(Dataset items)
%%

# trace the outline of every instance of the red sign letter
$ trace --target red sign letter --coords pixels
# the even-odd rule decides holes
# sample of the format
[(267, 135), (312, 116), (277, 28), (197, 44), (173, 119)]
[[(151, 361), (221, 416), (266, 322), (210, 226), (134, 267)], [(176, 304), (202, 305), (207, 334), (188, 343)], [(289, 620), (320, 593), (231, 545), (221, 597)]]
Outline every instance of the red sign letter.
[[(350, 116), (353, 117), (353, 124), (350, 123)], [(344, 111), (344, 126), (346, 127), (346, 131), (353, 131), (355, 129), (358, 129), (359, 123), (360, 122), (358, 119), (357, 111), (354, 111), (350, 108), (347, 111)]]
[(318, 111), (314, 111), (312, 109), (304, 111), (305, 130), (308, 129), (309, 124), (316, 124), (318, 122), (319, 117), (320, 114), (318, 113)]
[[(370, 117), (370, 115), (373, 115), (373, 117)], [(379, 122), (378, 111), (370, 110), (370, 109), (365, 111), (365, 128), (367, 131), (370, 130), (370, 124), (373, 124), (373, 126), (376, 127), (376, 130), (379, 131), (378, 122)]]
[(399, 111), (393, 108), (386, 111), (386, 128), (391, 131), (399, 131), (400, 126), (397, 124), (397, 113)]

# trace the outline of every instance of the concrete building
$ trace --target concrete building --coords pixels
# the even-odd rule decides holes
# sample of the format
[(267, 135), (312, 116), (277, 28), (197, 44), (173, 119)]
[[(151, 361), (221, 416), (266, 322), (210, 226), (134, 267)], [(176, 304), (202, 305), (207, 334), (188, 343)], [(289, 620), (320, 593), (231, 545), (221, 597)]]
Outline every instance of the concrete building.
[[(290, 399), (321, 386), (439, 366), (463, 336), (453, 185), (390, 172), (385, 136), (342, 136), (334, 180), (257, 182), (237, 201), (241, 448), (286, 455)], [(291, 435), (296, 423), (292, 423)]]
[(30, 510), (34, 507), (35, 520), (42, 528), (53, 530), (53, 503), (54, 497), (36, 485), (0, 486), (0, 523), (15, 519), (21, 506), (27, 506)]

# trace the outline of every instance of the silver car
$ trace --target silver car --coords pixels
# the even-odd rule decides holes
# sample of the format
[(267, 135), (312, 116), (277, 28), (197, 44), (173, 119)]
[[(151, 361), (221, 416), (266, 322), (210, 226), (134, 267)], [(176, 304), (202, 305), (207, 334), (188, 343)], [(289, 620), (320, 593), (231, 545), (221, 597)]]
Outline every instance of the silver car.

%%

__Problem to solve__. Turn each line of the material above into an item in a numbered list, skipping the blank lines.

__Full response__.
1. # trace the outline of every instance of the red sign letter
2. $ trace --target red sign letter --coords pixels
3. # the even-odd rule decides holes
4. # sample of the format
5. [(267, 135), (312, 116), (277, 28), (197, 44), (173, 119)]
6. [[(151, 361), (221, 416), (266, 322), (210, 226), (134, 267)], [(176, 304), (202, 305), (207, 334), (188, 343)], [(289, 620), (320, 593), (231, 545), (221, 597)]]
7. Outline every instance of the red sign letter.
8. [[(350, 116), (353, 117), (353, 124), (350, 123)], [(344, 111), (344, 126), (346, 127), (346, 131), (353, 131), (355, 129), (358, 129), (359, 123), (360, 122), (358, 119), (357, 111), (354, 111), (350, 108), (347, 111)]]
9. [(318, 111), (314, 111), (312, 109), (304, 111), (305, 130), (308, 129), (309, 124), (316, 124), (318, 122), (319, 117), (320, 114), (318, 113)]
10. [[(370, 117), (370, 115), (373, 115), (373, 117)], [(379, 122), (378, 111), (370, 110), (370, 109), (365, 111), (365, 128), (367, 131), (370, 130), (370, 124), (373, 124), (373, 126), (376, 127), (376, 130), (379, 131), (378, 122)]]
11. [(399, 111), (393, 108), (386, 111), (386, 128), (391, 131), (399, 131), (400, 126), (397, 124), (397, 113)]
12. # trace the outline of every instance of the concrete building
13. $ trace --target concrete building --coords pixels
14. # the even-odd rule decides holes
15. # sample of the format
16. [(267, 135), (312, 116), (277, 28), (197, 44), (173, 119)]
17. [[(151, 361), (221, 416), (266, 322), (210, 226), (134, 267)], [(176, 304), (202, 305), (207, 334), (188, 343)], [(289, 620), (320, 593), (231, 545), (221, 597)]]
18. Outline every instance of the concrete building.
19. [[(290, 399), (321, 386), (439, 366), (463, 336), (453, 185), (390, 172), (385, 136), (342, 136), (334, 180), (257, 182), (237, 201), (241, 448), (286, 455)], [(291, 435), (296, 423), (292, 423)]]
20. [(30, 510), (34, 507), (35, 520), (42, 528), (53, 530), (53, 503), (54, 497), (36, 485), (0, 486), (0, 523), (15, 519), (21, 506), (27, 506)]
21. # trace the outline of every instance of the silver car
22. $ trace --target silver car --coords pixels
23. # the even-odd rule decides holes
24. # sample of the format
25. [(267, 135), (312, 116), (277, 28), (197, 44), (173, 119)]
26. [[(151, 361), (221, 416), (266, 322), (210, 226), (134, 267)], [(176, 304), (202, 305), (207, 334), (188, 343)], [(289, 620), (320, 593), (231, 545), (221, 597)]]
27. Outline every instance of the silver car.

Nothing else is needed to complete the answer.